_EXCERPTED PASSAGE_:
Content validity, sometimes called logical or rational validity, is the estimate of how much a measure represents every single element of a construct.
For example, an educational test with strong content validity will represent the subjects actually taught to students, rather than asking unrelated questions.
Content validity is often seen as a prerequisite to criterion validity, because it is a good indicator of whether the desired trait is measured. If elements of the test are irrelevant to the main construct, then they are measuring something else completely, creating potential bias.
In addition, criterion validity derives quantitative correlations from test scores.
Content validity is qualitative in nature, and asks whether a specific element enhances or detracts from a test or research program.
Content validity is related to face validity, but differs wildly in how it is evaluated.
Face validity requires a personal judgment, such as asking participants whether they thought that a test was well constructed and useful. Content validity arrives at the same answers, but uses an approach based in statistics, ensuring that it is regarded as a strong type of validity.

_LISTED RECORDS_:
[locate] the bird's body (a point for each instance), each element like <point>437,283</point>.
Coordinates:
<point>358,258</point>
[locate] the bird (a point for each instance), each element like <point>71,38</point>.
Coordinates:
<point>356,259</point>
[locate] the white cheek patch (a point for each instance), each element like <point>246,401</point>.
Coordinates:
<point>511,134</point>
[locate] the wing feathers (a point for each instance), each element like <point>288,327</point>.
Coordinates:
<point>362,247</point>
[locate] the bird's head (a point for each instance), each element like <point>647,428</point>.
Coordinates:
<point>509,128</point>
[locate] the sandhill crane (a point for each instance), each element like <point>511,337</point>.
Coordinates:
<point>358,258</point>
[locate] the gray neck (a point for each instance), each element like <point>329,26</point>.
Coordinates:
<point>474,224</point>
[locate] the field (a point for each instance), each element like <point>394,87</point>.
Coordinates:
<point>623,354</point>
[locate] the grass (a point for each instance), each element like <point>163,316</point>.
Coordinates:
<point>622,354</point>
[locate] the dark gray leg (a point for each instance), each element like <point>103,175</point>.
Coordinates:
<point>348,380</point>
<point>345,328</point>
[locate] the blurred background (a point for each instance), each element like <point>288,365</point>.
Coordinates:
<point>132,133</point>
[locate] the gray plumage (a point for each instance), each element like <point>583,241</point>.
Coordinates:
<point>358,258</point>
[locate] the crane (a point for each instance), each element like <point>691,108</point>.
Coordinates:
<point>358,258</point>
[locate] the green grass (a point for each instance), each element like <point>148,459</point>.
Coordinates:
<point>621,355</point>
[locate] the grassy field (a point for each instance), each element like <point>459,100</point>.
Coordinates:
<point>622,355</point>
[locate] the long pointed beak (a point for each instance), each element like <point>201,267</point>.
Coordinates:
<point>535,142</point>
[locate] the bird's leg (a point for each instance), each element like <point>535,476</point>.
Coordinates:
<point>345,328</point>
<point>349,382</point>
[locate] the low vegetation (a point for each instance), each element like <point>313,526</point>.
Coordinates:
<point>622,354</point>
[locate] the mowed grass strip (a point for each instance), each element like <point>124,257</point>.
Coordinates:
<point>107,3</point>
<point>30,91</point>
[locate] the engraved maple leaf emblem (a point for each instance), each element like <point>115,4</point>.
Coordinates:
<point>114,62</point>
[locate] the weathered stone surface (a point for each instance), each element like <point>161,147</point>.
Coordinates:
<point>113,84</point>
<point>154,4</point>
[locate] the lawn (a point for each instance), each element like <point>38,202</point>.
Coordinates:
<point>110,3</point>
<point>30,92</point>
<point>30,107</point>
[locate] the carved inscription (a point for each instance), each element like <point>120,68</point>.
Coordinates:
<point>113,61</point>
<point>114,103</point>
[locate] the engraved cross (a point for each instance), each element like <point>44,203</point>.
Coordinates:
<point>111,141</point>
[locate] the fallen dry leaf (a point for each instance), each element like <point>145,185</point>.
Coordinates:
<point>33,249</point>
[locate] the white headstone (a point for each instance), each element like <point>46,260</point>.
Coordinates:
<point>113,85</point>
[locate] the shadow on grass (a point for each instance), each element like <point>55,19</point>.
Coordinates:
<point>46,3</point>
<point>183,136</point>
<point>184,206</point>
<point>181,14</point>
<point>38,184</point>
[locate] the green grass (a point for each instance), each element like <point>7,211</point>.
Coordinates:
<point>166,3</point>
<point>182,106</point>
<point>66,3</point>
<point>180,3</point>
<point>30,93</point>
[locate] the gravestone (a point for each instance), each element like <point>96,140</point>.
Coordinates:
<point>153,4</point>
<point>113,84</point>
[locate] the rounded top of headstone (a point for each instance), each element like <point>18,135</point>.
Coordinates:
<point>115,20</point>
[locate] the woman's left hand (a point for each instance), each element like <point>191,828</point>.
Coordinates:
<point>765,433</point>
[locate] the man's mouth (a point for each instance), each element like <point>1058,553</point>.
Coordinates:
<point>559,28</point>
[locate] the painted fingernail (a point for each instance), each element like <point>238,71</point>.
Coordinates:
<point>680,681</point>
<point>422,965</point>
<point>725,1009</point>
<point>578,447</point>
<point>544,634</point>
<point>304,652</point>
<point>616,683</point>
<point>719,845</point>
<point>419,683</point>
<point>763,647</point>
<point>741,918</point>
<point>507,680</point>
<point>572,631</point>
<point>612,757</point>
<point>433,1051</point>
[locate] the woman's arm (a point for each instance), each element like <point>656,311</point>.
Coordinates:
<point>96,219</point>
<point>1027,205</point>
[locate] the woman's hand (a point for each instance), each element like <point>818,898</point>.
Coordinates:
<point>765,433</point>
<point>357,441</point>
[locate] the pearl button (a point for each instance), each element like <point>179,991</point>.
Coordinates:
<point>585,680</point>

_TASK LIST_:
1. In the passage on content validity, what two other names does content validity sometimes go by?
2. Name every type of validity mentioned in the passage on content validity.
3. Carry the passage on content validity forward from its final sentence.

_RESPONSES_:
1. Logical validity and rational validity.

2. Content validity, criterion validity, face validity

3.
For surveys and tests, each question is given to a panel of expert analysts, and they rate it. They give their opinion about whether the question is essential, useful or irrelevant to measuring the construct under study.
Their results are statistically analyzed and the test modified to improve the rational validity.
Let us look at an example from employment, where content validity is often used.
A school wants to hire a new science teacher, and a panel of governors begins to look through the various candidates. They draw up a shortlist and then set a test, picking the candidate with the best score. Sadly, he proves to be an extremely poor science teacher.
After looking at the test, the education board begins to see where they went wrong. The vast majority of the questions were about physics so, of course, the school found the most talented physics teacher.
However, this particular job expected the science teacher to teach biology, chemistry and psychology. The content validity of test was poor and did not fully represent the construct of 'being a good science teacher.'
Suitably embarrassed, the school redesigned the test and submitted it to a panel of educational experts. After asking the candidates to sit the revised test, the school found another teacher, and she proved to be an excellent and well-rounded science teacher. This test had a much higher rational validity and fully represented every element of the construct.